■ **Your task**:
Reproduce the entries exactly, beginning with the line containing "what's good, i need you to find the white" and ending with their last line, both included.

(Supplied records)

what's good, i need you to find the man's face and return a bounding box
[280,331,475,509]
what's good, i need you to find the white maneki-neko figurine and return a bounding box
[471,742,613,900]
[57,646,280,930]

(End Supplied records)

■ **Solution to this problem**:
what's good, i need you to find the white maneki-neko figurine and return a bounding box
[471,742,613,900]
[57,646,280,930]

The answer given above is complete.